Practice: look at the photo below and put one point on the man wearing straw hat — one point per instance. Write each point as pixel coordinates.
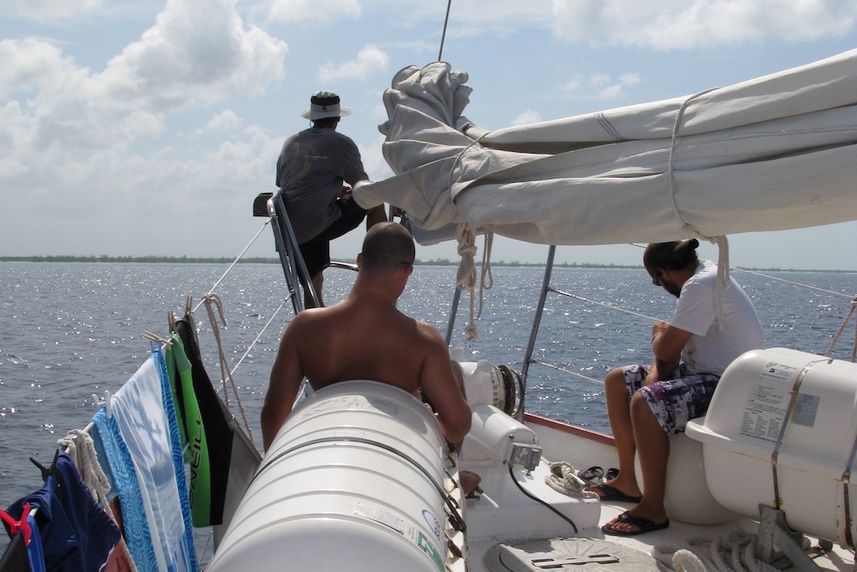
(312, 170)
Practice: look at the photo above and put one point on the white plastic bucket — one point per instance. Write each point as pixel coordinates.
(351, 482)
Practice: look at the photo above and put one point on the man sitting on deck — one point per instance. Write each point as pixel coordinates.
(647, 404)
(366, 337)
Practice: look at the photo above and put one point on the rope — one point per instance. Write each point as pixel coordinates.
(79, 446)
(211, 301)
(234, 262)
(465, 279)
(735, 553)
(720, 241)
(486, 279)
(563, 478)
(443, 35)
(838, 333)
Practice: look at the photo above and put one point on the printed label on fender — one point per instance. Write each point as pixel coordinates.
(380, 516)
(767, 402)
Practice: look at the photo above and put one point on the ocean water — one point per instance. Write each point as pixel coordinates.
(69, 332)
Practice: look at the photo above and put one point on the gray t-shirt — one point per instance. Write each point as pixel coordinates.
(311, 169)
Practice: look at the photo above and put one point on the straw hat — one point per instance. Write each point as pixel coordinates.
(324, 104)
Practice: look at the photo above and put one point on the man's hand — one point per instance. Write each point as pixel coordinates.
(667, 344)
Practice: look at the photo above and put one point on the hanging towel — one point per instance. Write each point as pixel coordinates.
(138, 439)
(194, 436)
(218, 435)
(76, 533)
(14, 558)
(34, 548)
(81, 447)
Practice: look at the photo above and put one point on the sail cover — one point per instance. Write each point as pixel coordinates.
(774, 153)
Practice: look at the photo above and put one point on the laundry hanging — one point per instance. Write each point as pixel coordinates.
(140, 437)
(75, 532)
(232, 457)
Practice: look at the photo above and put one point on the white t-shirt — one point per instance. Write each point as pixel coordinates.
(713, 346)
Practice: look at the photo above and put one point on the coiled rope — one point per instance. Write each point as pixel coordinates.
(735, 553)
(563, 478)
(211, 302)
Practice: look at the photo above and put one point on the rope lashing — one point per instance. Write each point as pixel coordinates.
(211, 302)
(466, 277)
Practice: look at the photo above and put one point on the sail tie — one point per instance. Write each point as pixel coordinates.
(466, 277)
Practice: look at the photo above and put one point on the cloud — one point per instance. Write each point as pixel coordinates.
(76, 139)
(370, 60)
(293, 11)
(602, 85)
(527, 117)
(224, 121)
(684, 24)
(178, 60)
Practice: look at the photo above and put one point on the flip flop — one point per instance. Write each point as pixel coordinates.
(608, 493)
(643, 525)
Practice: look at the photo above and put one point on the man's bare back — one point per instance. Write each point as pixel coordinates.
(353, 340)
(366, 337)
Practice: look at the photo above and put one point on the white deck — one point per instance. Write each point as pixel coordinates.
(562, 443)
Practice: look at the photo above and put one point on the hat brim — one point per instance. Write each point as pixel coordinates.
(308, 114)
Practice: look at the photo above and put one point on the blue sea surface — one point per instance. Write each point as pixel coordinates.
(69, 332)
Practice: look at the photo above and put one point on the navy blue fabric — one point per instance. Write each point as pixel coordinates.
(14, 559)
(75, 531)
(34, 548)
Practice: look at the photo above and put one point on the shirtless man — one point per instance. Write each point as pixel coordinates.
(366, 337)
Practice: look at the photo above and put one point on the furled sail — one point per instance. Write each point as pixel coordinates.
(773, 153)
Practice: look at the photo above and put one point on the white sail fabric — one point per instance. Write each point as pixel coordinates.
(773, 153)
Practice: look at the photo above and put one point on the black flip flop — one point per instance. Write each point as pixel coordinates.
(643, 525)
(612, 494)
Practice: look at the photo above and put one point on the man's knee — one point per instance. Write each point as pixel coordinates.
(615, 380)
(640, 409)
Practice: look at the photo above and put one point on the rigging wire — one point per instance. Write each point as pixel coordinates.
(259, 335)
(234, 262)
(611, 306)
(793, 283)
(568, 371)
(443, 35)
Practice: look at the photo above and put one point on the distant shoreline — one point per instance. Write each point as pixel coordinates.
(268, 260)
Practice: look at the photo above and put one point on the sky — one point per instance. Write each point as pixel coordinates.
(148, 127)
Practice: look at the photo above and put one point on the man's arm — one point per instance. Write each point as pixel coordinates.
(442, 389)
(667, 343)
(286, 376)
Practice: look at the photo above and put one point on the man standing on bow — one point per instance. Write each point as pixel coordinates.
(312, 170)
(710, 328)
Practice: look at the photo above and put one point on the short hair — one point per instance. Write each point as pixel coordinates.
(671, 255)
(387, 247)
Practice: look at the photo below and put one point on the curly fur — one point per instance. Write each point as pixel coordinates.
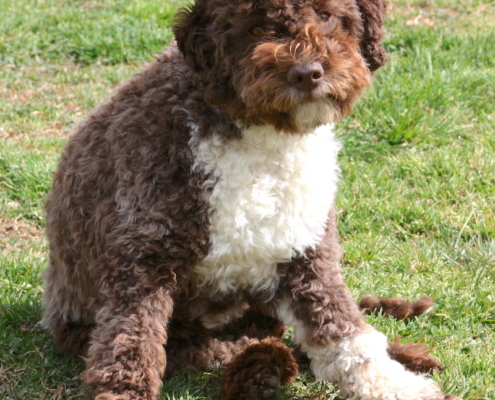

** WORK TO COMPLETE **
Repeat the material above word for word but skip the images.

** TASK RESULT **
Practice: look at the photo below and put one point on the man wearing straw hat — one point per instance. Write each point as pixel coordinates.
(312, 170)
Practice: look at the photo above and put one point on the white plastic bucket — one point per instance. Write each point as pixel coordinates.
(351, 482)
Practice: look at the photo above and put one point on the man sitting on deck — one point per instance. Write each point as pixel coordinates.
(647, 404)
(366, 337)
Practice: look at the photo above and put one point on the rope — one point per instance. Write each point as pixel coordinates.
(79, 446)
(211, 301)
(234, 262)
(465, 279)
(735, 553)
(720, 241)
(486, 279)
(563, 478)
(443, 35)
(838, 333)
Practice: look at the photo above and put one point on the printed label on fender — one point per instance. Write each point as pixel coordinates.
(380, 516)
(767, 402)
Practice: look at the photo above and put one point on the ocean water — one point per instance. Write each point as pixel coordinates.
(69, 332)
Practice: look at the photo above and put one point on the gray t-shirt — one point per instance. Write each point as pixel coordinates.
(311, 169)
Practice: look at the photo above and put one point on the straw hat — one point per instance. Write each point as pixel coordinates.
(324, 104)
Practice: look at the photo above and put one point on the man's hand — one point per instance. Write each point as pixel coordinates.
(667, 344)
Practice: look at the photo above and put one point on the hanging towel — one point per instance. Write each point as pixel coordinates.
(138, 439)
(194, 436)
(218, 435)
(76, 533)
(14, 558)
(34, 548)
(81, 447)
Practice: look at the photo above and put one point on the sail cover — one point per instance. Write each point as pixel coordinates.
(774, 153)
Practice: look at the photo above and put one point on the laundry hanging — one point per instance. Write each point as pixel coordinates.
(140, 437)
(75, 532)
(232, 457)
Practice: look at the photo above and put one point on the white t-shirt — one point per instance. Write each point as pixel coordinates.
(713, 346)
Practice: look at the photo above and put one point on the coiled rope — one point per instance. Write each point as pixel coordinates.
(735, 553)
(563, 478)
(211, 302)
Practice: look at the photo above and put one point on the rope lashing — one point per instance. Write each point as pixel coordinates.
(211, 302)
(466, 277)
Practice: look at the photo above and put one point on the sail tie — one point per instance. Write each point as pixel coordinates.
(466, 277)
Practice: look at the photo above and put one point on the cloud — one point per instance. Write each point as pixel coordinates.
(76, 139)
(370, 60)
(293, 11)
(602, 85)
(527, 117)
(224, 121)
(684, 24)
(178, 60)
Practice: look at the photo above and put one point on the flip flop — one point per instance. Write each point as pixel coordinates.
(608, 493)
(643, 525)
Practice: look at the photo above and put one point on the man's bare back — one point per instance. Write each point as pixel coordinates.
(353, 340)
(366, 337)
Practice: look at the photo above and put one point on the white deck — one point per instance. Write each point as pixel coordinates.
(562, 443)
Practice: look at the photo above and put one point on the hat brim — one point per instance. Write each point as pixel coordinates.
(308, 114)
Practice: look at the photo above and put one point on the blue sea surface — one point per instance. Write each point as pixel coordinates.
(69, 332)
Practice: look at the photo above and put one point on the navy blue fabric — one point per instance. Write each point as pixel coordinates.
(14, 559)
(75, 531)
(34, 548)
Practice: look at the photo above and put one point on the shirtless man — one point per instance. Write each point as pixel coordinates.
(366, 337)
Practice: look at the photo above and put one point on the furled sail — one point per instance. Write each point as pixel coordinates.
(773, 153)
Practice: look at the photo above and put one point on the white sail fabric — one point per instance. Write each point as pixel coordinates.
(773, 153)
Practice: look at the photo above and put one point on the black flip flop — one point per instance. Write each point as pixel coordinates.
(643, 525)
(612, 494)
Practice: look at the photo above and put one point on the man's knee — one point per instance. Write each point as pixel coordinates.
(615, 380)
(640, 409)
Practice: look at the photo above and put one point on the rigging wire — one point per instance. Write each point as pixel coordinates.
(259, 335)
(234, 262)
(611, 306)
(793, 283)
(568, 371)
(443, 35)
Practice: look at the photo above and put one point on the distant shoreline — one point per instance. Write each point as pixel coordinates.
(268, 260)
Practice: look at the photo above and put one point on the sky — one point per instance. Write each point as pixel coordinates.
(148, 127)
Practice: look at the photo above and put one point on the man's arm — one point per instance. Write each point as pixel coordinates.
(442, 389)
(667, 343)
(286, 376)
Practice: look at the photo above and put one point on the man standing on bow — one point per instance. Write each point as pixel coordinates.
(312, 170)
(710, 328)
Practice: look at the photo above and put one point on the short hair — one point per instance. Write each point as pixel coordinates.
(671, 255)
(387, 247)
Practice: look at the photo below and put one point on the curly fur — one point per instance. Write each point as pixel coordinates.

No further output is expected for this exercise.